_REQUESTS_.
1. According to the Toolforge RBAC and pod security page, what is currently used to implement pod security controls?
2. From the Toolforge RBAC and pod security page, write out again the part that opens with the words containing "Kubernetes RBAC Role-bindings" and closes with "using kyverno policies.", swapping "serviceaccount" for "service account".

_PASSAGE TO READ_.
##############################
Portal:Toolforge/Admin/Kubernetes/RBAC and Pod security

This page contains the design of Role-based Access Control (RBAC) and Pod Security system that Toolforge Kubernetes cluster uses.

Kubernetes RBAC Role-bindings

Roles are assigned at either the namespace level (rolebinding) or cluster level (clusterrolebinding) through bindings. A role binding links an API object to a user, serviceaccount or similar system object with one or more verbs. These verbs do not universally make sense for all API objects, and the documentation can be sparse outside of code-based, generated docs. In general, Toolforge user accounts are only permitted to act within their particular namespace, and therefore, they usually will have things applied via a rolebinding within the scope of their namespace.

Pod Security

As of today, we implement pod security controls using kyverno policies.

The source of truth for the policy definition is in the maintain-kubeusers repository:

Roles

Root on the controlplane can use the "cluster-admin" role by default. Not much else should be using that. Special roles should be defined for Toolforge services that offer the minimum required capabilities only. Toolforge users can all use the same role defined at the cluster level (a "ClusterRole") with a namespaced role binding.

Toolforge user roles

The Toolforge users all share one cluster role that they can only use within their namespaces.

YAML

Explanation

The easiest way to visualize all that is as a table.
##############################
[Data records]
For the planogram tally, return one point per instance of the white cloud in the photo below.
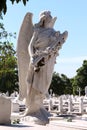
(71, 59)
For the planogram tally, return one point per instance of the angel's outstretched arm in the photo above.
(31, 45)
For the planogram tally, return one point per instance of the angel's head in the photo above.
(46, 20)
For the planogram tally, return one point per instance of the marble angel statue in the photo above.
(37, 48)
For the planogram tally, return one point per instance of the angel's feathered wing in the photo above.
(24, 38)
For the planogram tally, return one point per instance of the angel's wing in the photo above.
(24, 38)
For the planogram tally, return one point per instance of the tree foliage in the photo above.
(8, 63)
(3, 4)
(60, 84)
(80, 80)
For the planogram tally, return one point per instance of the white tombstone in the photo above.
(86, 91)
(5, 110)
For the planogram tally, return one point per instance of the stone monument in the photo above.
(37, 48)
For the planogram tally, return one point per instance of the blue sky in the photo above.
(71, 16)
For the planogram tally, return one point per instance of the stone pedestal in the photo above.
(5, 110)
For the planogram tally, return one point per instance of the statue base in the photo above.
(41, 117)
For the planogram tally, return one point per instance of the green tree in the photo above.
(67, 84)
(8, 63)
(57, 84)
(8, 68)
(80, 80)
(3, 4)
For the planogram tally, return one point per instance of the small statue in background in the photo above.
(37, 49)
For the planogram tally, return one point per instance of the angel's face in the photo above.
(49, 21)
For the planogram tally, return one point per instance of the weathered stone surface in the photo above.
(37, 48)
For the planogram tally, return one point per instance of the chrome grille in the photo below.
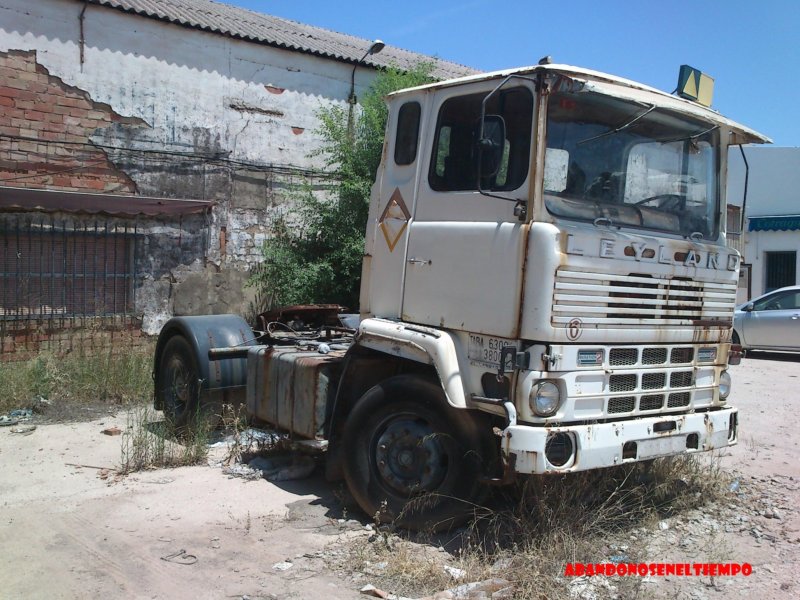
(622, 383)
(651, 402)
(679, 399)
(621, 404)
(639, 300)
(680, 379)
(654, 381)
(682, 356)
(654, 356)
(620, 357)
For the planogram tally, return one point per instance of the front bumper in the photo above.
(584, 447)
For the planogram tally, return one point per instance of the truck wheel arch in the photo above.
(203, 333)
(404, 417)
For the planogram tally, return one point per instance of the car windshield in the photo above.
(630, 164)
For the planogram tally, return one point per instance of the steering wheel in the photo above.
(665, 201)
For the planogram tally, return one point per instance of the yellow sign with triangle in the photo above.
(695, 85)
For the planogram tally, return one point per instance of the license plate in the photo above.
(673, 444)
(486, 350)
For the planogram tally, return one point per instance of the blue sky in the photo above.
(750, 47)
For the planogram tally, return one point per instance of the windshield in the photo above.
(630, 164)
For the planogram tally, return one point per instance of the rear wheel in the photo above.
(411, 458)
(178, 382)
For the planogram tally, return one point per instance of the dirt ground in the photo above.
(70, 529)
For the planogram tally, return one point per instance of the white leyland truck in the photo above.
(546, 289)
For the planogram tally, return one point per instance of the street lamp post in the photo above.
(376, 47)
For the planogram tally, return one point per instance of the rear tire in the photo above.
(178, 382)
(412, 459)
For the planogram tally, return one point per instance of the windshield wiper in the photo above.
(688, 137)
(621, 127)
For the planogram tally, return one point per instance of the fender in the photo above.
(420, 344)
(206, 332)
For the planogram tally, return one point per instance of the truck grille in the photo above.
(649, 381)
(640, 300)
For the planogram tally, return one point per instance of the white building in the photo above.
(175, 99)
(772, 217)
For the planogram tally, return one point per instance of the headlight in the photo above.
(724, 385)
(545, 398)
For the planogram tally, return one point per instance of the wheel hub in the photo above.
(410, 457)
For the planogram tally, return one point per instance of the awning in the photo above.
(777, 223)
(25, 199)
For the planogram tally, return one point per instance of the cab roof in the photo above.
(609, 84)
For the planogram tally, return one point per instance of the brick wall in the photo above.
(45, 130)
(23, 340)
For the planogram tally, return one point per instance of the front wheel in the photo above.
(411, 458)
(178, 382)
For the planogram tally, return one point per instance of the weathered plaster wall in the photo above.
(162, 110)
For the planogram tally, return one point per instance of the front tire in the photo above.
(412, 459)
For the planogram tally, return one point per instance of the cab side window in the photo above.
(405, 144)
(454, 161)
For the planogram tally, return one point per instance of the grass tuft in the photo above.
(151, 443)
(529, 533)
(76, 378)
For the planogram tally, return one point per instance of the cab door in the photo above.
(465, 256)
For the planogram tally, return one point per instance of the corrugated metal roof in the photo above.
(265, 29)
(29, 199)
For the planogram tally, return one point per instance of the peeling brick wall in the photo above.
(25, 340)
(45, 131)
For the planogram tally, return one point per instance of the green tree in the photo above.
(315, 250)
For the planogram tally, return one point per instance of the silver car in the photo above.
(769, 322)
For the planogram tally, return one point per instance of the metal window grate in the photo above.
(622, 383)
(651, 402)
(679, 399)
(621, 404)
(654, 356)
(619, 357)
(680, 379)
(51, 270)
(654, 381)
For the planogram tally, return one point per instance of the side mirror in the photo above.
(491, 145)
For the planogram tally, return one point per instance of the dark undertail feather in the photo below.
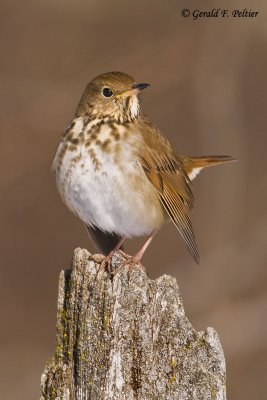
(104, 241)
##############################
_ANSWERS BELOW_.
1. Kyverno policies.

2.
Kubernetes RBAC Role-bindings

Roles are assigned at either the namespace level (rolebinding) or cluster level (clusterrolebinding) through bindings. A role binding links an API object to a user, service account or similar system object with one or more verbs. These verbs do not universally make sense for all API objects, and the documentation can be sparse outside of code-based, generated docs. In general, Toolforge user accounts are only permitted to act within their particular namespace, and therefore, they usually will have things applied via a rolebinding within the scope of their namespace.

Pod Security

As of today, we implement pod security controls using kyverno policies.